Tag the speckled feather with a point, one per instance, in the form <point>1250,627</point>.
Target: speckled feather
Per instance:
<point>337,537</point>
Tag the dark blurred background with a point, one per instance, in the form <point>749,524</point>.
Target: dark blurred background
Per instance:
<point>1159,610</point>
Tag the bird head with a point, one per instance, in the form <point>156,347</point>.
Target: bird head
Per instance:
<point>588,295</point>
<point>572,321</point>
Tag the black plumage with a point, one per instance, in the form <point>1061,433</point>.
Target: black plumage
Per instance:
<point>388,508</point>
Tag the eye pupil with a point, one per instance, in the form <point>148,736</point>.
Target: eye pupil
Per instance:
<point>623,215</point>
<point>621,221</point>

........

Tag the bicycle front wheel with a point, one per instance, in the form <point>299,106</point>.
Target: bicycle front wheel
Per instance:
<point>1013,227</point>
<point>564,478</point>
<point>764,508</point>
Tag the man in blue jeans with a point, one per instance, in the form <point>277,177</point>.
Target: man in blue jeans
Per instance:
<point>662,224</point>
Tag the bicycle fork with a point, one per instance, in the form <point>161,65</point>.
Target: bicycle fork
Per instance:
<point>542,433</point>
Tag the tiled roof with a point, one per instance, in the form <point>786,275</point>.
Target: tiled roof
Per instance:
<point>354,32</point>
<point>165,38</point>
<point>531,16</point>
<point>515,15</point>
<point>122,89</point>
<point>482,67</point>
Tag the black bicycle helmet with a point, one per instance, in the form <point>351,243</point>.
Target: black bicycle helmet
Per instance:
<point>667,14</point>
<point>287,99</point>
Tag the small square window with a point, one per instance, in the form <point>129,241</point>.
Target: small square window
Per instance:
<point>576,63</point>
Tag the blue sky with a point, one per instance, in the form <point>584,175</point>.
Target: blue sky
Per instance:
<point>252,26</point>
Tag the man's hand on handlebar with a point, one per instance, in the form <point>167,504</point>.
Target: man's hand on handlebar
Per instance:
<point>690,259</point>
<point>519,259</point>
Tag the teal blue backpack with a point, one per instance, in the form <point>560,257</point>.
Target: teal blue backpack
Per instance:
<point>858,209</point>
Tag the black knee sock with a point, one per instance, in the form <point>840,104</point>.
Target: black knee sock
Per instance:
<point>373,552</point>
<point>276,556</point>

........

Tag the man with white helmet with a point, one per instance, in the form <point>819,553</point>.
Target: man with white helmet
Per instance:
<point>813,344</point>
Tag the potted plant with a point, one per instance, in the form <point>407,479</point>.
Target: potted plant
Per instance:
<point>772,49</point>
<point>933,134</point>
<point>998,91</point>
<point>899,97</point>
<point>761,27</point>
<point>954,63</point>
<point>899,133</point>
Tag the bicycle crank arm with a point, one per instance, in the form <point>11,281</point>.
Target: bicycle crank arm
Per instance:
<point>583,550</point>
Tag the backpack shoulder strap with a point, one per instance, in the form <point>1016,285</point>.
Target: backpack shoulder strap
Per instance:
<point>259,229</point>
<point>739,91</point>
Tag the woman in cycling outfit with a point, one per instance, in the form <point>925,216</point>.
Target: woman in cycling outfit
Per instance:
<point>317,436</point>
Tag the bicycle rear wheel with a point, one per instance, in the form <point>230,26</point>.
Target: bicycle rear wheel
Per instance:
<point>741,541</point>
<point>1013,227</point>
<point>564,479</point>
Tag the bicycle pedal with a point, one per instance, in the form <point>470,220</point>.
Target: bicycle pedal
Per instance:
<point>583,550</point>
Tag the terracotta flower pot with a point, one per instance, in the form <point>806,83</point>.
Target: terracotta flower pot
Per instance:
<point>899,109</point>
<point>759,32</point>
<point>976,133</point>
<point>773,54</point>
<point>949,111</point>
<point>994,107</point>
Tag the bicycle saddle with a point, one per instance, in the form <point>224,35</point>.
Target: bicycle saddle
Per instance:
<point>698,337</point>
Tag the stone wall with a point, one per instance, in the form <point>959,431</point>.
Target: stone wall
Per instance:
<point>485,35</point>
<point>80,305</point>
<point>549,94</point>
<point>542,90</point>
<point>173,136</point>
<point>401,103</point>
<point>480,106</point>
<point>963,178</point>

........

— Problem —
Count lines, not occurrences. State how many lines of the entries contain the word "wall", and add nothing.

— Response to the exercise —
2